提示本文>
孝明天皇による白峯神宮創建はなぜ?
昭和39年(1964)の崇徳天皇800年式年祭に昭和天皇は勅使を使わされました。
崇徳天皇は「日本史上最も恐れられた御霊」として、百年ごとの式年祭前後の数年間には決まって国家的な動乱が起こったためです。
孝明天皇は幕末の国家動乱を避けるため、崇徳天皇の神霊を京都に奉還し鎮魂する白峯宮の創建を決めました。
父帝の遺志を継ぎ、明治天皇は慶応4年/明治元年(1868)に讃岐から京都へ、700年ぶりに崇徳天皇の神霊を迎えられました。
宣命には、「京都の新営にお移り頂き、天皇と朝廷を末永く守護して頂き、また奥羽の賊軍を速やかに鎮圧し、天下が鎮まるようにお助け頂きたい」とありました。
白峯宮は昭和15年に昭和天皇より、白峯神宮と改称されました。

[データセットの項目]

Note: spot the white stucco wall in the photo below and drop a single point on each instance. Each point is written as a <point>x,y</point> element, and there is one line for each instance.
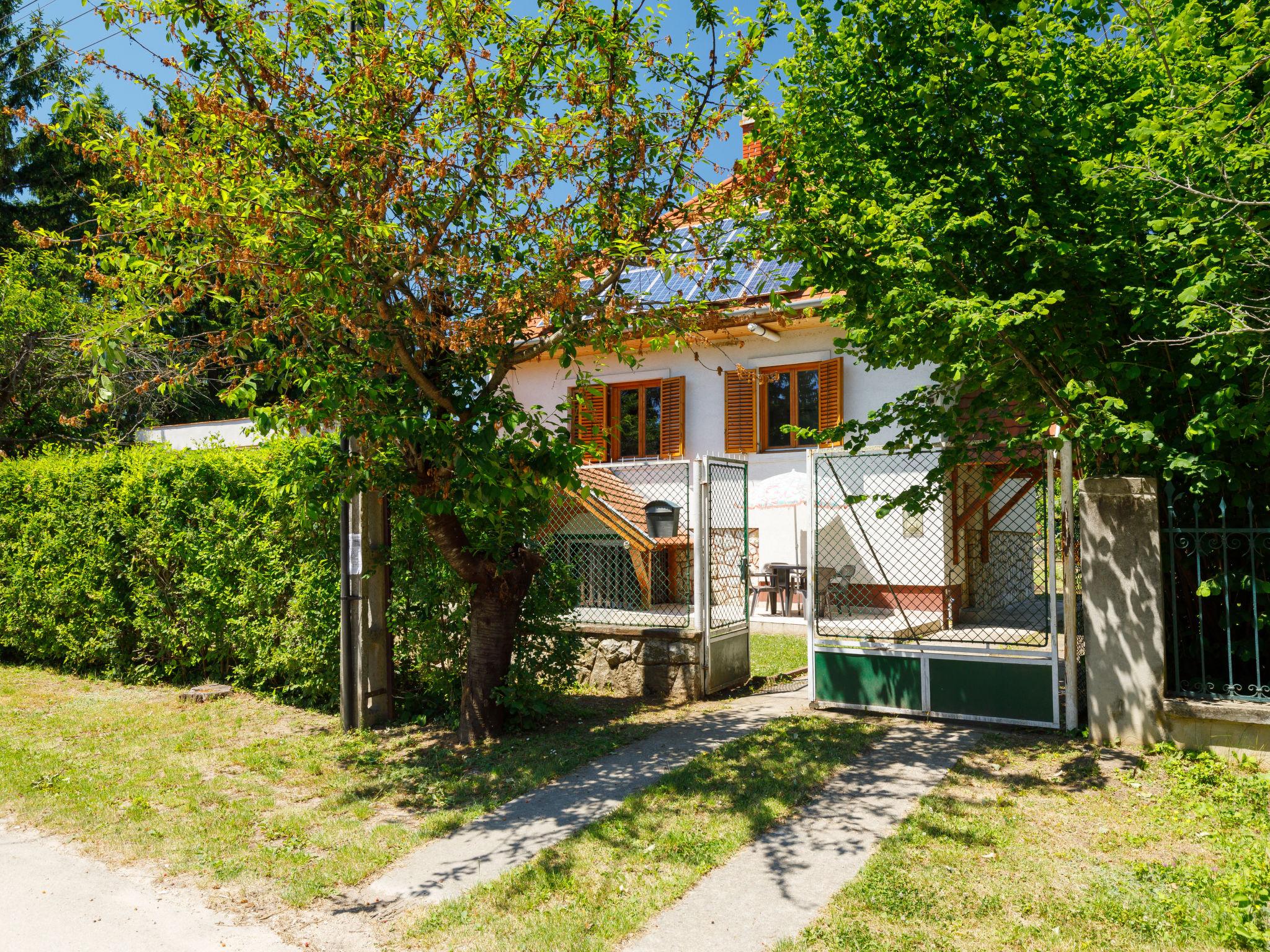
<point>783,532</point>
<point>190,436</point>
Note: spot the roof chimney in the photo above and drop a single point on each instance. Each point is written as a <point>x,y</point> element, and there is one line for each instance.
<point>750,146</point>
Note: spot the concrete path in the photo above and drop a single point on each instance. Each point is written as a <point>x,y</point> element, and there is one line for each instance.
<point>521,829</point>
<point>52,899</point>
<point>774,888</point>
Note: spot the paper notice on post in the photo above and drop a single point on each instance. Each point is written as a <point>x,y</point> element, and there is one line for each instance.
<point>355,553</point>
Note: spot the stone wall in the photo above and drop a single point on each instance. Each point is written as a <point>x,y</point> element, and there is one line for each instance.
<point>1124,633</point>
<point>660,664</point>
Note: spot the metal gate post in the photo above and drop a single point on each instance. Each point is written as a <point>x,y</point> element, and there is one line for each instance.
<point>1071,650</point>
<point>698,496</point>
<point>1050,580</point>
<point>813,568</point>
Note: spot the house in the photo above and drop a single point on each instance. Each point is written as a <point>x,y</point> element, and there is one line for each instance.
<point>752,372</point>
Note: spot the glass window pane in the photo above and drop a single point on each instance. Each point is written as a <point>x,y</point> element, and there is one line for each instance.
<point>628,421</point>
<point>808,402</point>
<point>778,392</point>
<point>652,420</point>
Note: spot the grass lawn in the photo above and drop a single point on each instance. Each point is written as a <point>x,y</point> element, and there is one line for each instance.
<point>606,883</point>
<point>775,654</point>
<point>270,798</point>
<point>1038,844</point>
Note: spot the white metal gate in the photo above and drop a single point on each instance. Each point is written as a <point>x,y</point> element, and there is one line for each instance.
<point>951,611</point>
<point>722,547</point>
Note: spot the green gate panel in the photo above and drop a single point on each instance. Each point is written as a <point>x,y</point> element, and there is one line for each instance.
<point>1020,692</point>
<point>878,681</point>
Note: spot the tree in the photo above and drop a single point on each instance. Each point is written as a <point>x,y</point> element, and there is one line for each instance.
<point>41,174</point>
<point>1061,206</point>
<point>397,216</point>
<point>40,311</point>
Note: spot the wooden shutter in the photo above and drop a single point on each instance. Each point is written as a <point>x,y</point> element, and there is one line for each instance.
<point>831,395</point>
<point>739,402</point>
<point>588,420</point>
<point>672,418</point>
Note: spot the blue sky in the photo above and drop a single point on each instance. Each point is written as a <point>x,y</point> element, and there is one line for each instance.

提示課題 1>
白峯神宮創建に関する本文によりますと、白峯宮はいつ、どなたによって白峯神宮と改称されましたか。
提示課題 2>
白峯神宮創建に関する本文を、最後の文に続けて書き継いでください。
項目を参照する必要はありません。

解答例 1>
昭和15年に、昭和天皇によって改称されました。

解答例 2>
京都には他にも崇徳天皇の鎮魂施設があり、祇園の中心部(甲部歌舞練場東側)に崇徳天皇御廟があります。
院の崩御後、寵愛厚かった阿波内侍が御遺髪を都に持ち帰り、この場所に塚を築き御霊を慰めたものと伝えられています。
現在ではこの御廟で、御廟祭がおこなわれています。
崇徳天皇と父帝との不和はなぜ
崇徳天皇はなぜ祟る御霊になったのでしょうか。
崇徳天皇は第74代鳥羽天皇の皇子として生まれましたが、皇后璋子(たまこ)は第72代白河天皇の寵愛が厚かったとされます。
鳥羽天皇は皇子を叔父子(我が息子ながら実は祖父の子供=自分の叔父)として嫌っていました。
鳥羽天皇は白河法皇から皇子への譲位を迫られ、皇子は5歳で第75代崇徳天皇となります。
白河法皇の崩御後に鳥羽上皇は院政をふるい、崇徳天皇20歳の時異母弟へ譲位を強いて、近衛天皇(第76代)が即位します。
崇徳院は自身の院政も、かなわなくなりました。
病弱であった近衛天皇は17歳で崩御されたが、またも崇徳上皇の第一皇子が帝位につくことはなく、同母弟の後白河天皇(第77代)が即位します。
後白河天皇との不和が保元の乱を生む
崇徳天皇の在位期間には白河院と鳥羽院の院政があり、歌道に専念するしかありませんでした。
「瀬を早み……逢はむとぞ思ふ」はこの頃の和歌です。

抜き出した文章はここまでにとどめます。